### EXERCISE DATA

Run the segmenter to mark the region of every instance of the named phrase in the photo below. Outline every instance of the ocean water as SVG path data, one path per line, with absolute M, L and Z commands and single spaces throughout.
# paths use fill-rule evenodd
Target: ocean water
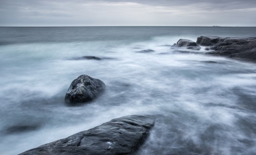
M 156 119 L 137 154 L 255 154 L 256 64 L 168 46 L 201 35 L 256 37 L 256 28 L 0 27 L 0 154 L 129 115 Z M 69 106 L 82 74 L 106 90 Z

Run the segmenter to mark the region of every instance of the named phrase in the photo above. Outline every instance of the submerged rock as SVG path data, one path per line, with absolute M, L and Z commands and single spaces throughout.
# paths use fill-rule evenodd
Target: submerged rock
M 72 59 L 72 60 L 102 60 L 104 59 L 115 59 L 113 58 L 108 57 L 98 57 L 95 56 L 84 56 L 81 57 L 75 57 Z
M 154 123 L 150 117 L 122 117 L 19 155 L 133 154 Z
M 67 103 L 82 103 L 96 98 L 105 88 L 102 81 L 82 75 L 73 81 L 65 96 Z
M 39 128 L 38 125 L 17 125 L 8 127 L 5 132 L 7 134 L 21 133 L 34 130 Z
M 151 53 L 151 52 L 154 52 L 155 51 L 151 49 L 147 49 L 147 50 L 141 50 L 140 51 L 138 51 L 136 53 Z
M 215 36 L 201 36 L 197 38 L 197 43 L 200 46 L 211 47 L 224 39 L 225 38 Z
M 256 38 L 223 38 L 217 36 L 201 36 L 197 42 L 210 45 L 212 50 L 208 54 L 229 56 L 256 61 Z
M 203 63 L 218 63 L 218 62 L 214 61 L 201 61 L 201 62 L 203 62 Z
M 201 49 L 201 47 L 198 46 L 197 43 L 192 40 L 180 39 L 179 41 L 178 41 L 177 43 L 174 43 L 172 46 L 172 48 L 185 48 L 187 49 L 199 50 Z

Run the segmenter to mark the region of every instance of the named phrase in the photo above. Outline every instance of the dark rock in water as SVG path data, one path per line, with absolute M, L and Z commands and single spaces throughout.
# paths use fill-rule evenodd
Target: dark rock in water
M 101 60 L 101 58 L 94 56 L 84 56 L 81 57 L 74 58 L 72 59 L 76 60 L 84 60 L 84 59 L 100 60 Z
M 108 57 L 102 57 L 100 58 L 98 57 L 94 56 L 84 56 L 81 57 L 76 57 L 72 59 L 73 60 L 101 60 L 104 59 L 115 59 L 113 58 L 108 58 Z
M 86 59 L 89 59 L 89 60 L 91 59 L 97 60 L 101 60 L 101 58 L 94 56 L 84 56 L 82 57 L 82 58 Z
M 157 47 L 171 47 L 172 46 L 173 46 L 170 45 L 162 45 L 157 46 Z
M 187 53 L 189 53 L 189 54 L 202 54 L 201 52 L 199 52 L 197 51 L 188 51 L 188 50 L 175 50 L 173 51 L 172 51 L 173 53 L 182 53 L 182 54 L 187 54 Z
M 151 52 L 154 52 L 155 51 L 151 49 L 147 49 L 147 50 L 141 50 L 140 51 L 138 51 L 136 53 L 151 53 Z
M 200 62 L 203 62 L 203 63 L 218 63 L 217 62 L 214 61 L 201 61 Z
M 178 41 L 177 43 L 174 43 L 172 46 L 172 48 L 185 48 L 187 49 L 199 50 L 201 49 L 201 47 L 195 42 L 192 40 L 180 39 L 179 41 Z
M 256 61 L 256 38 L 220 38 L 208 54 Z
M 224 38 L 214 36 L 201 36 L 197 38 L 197 43 L 203 46 L 213 46 Z
M 150 117 L 122 117 L 19 155 L 134 154 L 154 123 Z
M 39 127 L 38 125 L 21 125 L 8 127 L 6 130 L 7 134 L 20 133 L 34 130 Z
M 82 75 L 71 83 L 65 96 L 67 103 L 82 103 L 96 98 L 105 88 L 102 81 Z

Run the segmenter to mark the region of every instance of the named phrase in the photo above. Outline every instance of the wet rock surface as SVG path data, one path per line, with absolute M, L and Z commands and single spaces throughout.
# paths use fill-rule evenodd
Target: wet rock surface
M 256 61 L 256 38 L 201 36 L 198 38 L 197 42 L 202 46 L 210 46 L 208 54 Z
M 152 53 L 152 52 L 154 52 L 155 51 L 151 49 L 147 49 L 147 50 L 141 50 L 137 52 L 136 53 Z
M 154 124 L 150 117 L 124 116 L 19 155 L 134 154 Z
M 34 130 L 38 129 L 39 125 L 37 124 L 34 125 L 17 125 L 7 128 L 5 131 L 8 134 L 19 134 L 27 131 Z
M 201 47 L 197 44 L 196 42 L 189 39 L 180 39 L 177 43 L 174 44 L 172 48 L 179 49 L 184 48 L 186 49 L 191 49 L 199 50 Z
M 87 75 L 82 75 L 73 81 L 65 96 L 67 103 L 76 103 L 90 101 L 96 98 L 104 90 L 101 80 Z
M 81 57 L 73 58 L 72 60 L 102 60 L 105 59 L 114 59 L 113 58 L 108 57 L 98 57 L 95 56 L 84 56 Z

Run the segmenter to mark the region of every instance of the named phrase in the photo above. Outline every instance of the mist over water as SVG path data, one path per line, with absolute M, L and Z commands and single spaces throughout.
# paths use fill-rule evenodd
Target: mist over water
M 163 46 L 201 35 L 255 37 L 256 28 L 0 28 L 0 154 L 139 115 L 156 123 L 138 154 L 255 154 L 256 64 Z M 136 53 L 147 49 L 156 52 Z M 113 59 L 74 59 L 83 56 Z M 106 89 L 69 106 L 82 74 Z

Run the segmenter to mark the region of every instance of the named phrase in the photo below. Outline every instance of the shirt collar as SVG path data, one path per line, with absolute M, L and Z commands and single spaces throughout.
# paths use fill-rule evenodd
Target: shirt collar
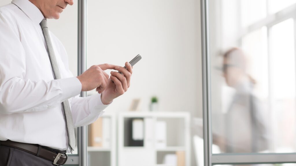
M 29 0 L 12 0 L 11 3 L 22 10 L 35 24 L 39 24 L 44 18 L 39 9 Z

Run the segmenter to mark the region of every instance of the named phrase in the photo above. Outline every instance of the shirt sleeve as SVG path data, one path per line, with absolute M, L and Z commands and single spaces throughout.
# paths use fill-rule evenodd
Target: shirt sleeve
M 60 53 L 61 58 L 67 70 L 65 75 L 68 77 L 73 77 L 69 69 L 69 58 L 65 47 L 59 39 L 53 34 L 51 34 L 52 39 L 57 43 L 57 49 Z M 101 94 L 99 93 L 85 97 L 80 97 L 78 95 L 69 100 L 75 127 L 92 123 L 104 114 L 104 110 L 110 105 L 104 105 L 102 102 Z
M 101 116 L 109 105 L 104 105 L 98 94 L 85 97 L 77 96 L 72 98 L 71 112 L 75 127 L 88 125 Z
M 14 22 L 16 20 L 2 12 L 0 12 L 0 113 L 42 111 L 79 94 L 81 86 L 76 77 L 48 82 L 24 79 L 26 55 Z

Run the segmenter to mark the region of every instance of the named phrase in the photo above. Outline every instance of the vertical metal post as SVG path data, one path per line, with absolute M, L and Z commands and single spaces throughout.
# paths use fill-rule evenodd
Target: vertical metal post
M 209 52 L 207 0 L 201 0 L 204 157 L 205 166 L 212 165 Z
M 86 69 L 86 0 L 78 1 L 78 72 L 79 75 Z M 82 97 L 86 97 L 86 92 L 81 92 Z M 77 144 L 79 166 L 87 165 L 87 128 L 78 127 Z

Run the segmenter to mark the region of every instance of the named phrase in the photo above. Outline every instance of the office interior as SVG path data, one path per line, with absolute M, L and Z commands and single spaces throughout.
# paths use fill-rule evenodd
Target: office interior
M 296 165 L 296 0 L 74 0 L 48 22 L 75 76 L 78 1 L 87 68 L 142 59 L 65 165 Z

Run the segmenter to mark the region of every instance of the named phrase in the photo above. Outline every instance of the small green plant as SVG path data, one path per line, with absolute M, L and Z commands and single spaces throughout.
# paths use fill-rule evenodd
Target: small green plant
M 153 96 L 151 98 L 151 102 L 152 103 L 157 102 L 158 101 L 158 99 L 156 96 Z

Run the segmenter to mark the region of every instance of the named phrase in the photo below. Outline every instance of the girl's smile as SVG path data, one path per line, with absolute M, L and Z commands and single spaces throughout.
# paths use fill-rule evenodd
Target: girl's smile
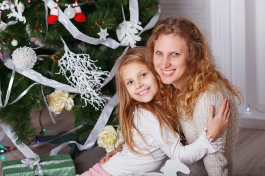
M 138 62 L 131 63 L 122 67 L 121 73 L 126 89 L 133 99 L 147 103 L 156 98 L 157 82 L 146 66 Z

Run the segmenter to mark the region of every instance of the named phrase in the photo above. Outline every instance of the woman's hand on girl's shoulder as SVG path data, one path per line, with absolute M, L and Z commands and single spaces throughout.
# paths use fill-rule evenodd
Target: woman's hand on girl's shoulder
M 231 106 L 227 98 L 223 101 L 221 107 L 215 116 L 214 107 L 209 107 L 207 135 L 211 138 L 216 139 L 229 125 L 231 118 Z
M 104 164 L 105 162 L 109 160 L 111 157 L 114 156 L 117 153 L 122 151 L 122 147 L 118 148 L 116 150 L 112 150 L 112 151 L 107 153 L 105 156 L 104 156 L 100 159 L 100 160 L 99 161 L 99 163 L 100 164 Z

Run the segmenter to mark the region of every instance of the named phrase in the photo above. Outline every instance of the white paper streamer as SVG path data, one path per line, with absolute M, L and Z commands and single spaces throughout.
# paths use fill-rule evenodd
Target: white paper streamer
M 48 0 L 48 3 L 47 5 L 50 9 L 52 9 L 56 6 L 56 3 L 55 3 L 55 2 L 52 0 Z M 137 24 L 139 21 L 138 1 L 137 0 L 130 0 L 129 6 L 130 21 L 136 22 L 136 23 Z M 92 45 L 104 45 L 112 49 L 116 49 L 119 46 L 124 46 L 122 45 L 120 43 L 110 38 L 107 38 L 105 40 L 103 39 L 100 40 L 97 38 L 89 37 L 81 33 L 73 24 L 70 20 L 65 15 L 63 12 L 62 11 L 60 8 L 58 7 L 58 8 L 59 11 L 58 21 L 65 26 L 66 29 L 69 32 L 69 33 L 74 38 Z M 156 22 L 158 21 L 158 19 L 160 15 L 160 7 L 158 10 L 159 13 L 153 17 L 151 21 L 147 24 L 147 25 L 149 25 L 149 26 L 151 26 L 152 27 L 150 28 L 145 27 L 144 28 L 143 30 L 141 31 L 142 33 L 145 30 L 151 29 L 152 27 L 154 26 Z M 151 24 L 150 24 L 150 22 L 151 22 Z M 140 34 L 141 34 L 141 33 L 140 33 L 139 35 Z
M 16 141 L 17 140 L 18 137 L 15 134 L 11 131 L 11 128 L 9 126 L 4 124 L 4 123 L 1 124 L 1 127 L 3 131 L 7 134 L 7 136 L 10 138 L 12 142 L 20 151 L 20 152 L 27 158 L 34 158 L 37 157 L 39 157 L 37 154 L 33 152 L 32 150 L 24 143 L 22 143 L 19 145 L 17 143 Z
M 98 134 L 101 131 L 105 125 L 106 125 L 113 109 L 115 106 L 118 104 L 118 94 L 116 93 L 103 109 L 103 111 L 102 111 L 97 122 L 95 125 L 94 128 L 93 128 L 93 130 L 92 130 L 90 134 L 89 134 L 84 145 L 81 145 L 74 141 L 66 142 L 51 150 L 50 155 L 56 155 L 64 147 L 72 143 L 75 143 L 80 150 L 84 150 L 92 148 L 97 139 Z

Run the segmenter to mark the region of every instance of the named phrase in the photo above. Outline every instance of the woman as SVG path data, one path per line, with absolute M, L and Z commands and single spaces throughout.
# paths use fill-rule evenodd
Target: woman
M 172 104 L 173 110 L 177 111 L 187 144 L 193 142 L 206 127 L 207 107 L 220 107 L 224 98 L 229 99 L 231 122 L 220 136 L 225 152 L 207 154 L 189 167 L 190 175 L 231 175 L 239 131 L 239 113 L 234 97 L 240 101 L 241 95 L 216 69 L 205 38 L 190 21 L 171 17 L 156 25 L 147 47 L 150 65 L 167 85 L 167 90 L 172 89 L 169 85 L 174 86 L 171 94 L 176 100 Z M 165 101 L 172 103 L 169 99 Z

######

→ PROBLEM STATEMENT:
Turn everything from the start of the records down to the line containing "Target: ocean water" into a Markdown table with the columns Row and Line, one numbered row per line, with blank lines left out.

→ CORRECT RESULT:
| Row | Line |
|---|---|
| 1 | Run the segmenter to mark the region of every instance of the named phrase in the photo below. Outline every instance of the ocean water as SVG path data, one path per line, with absolute M, L and Z commands and single spaces throughout. |
| 2 | # paths use fill-rule evenodd |
| 3 | Target: ocean water |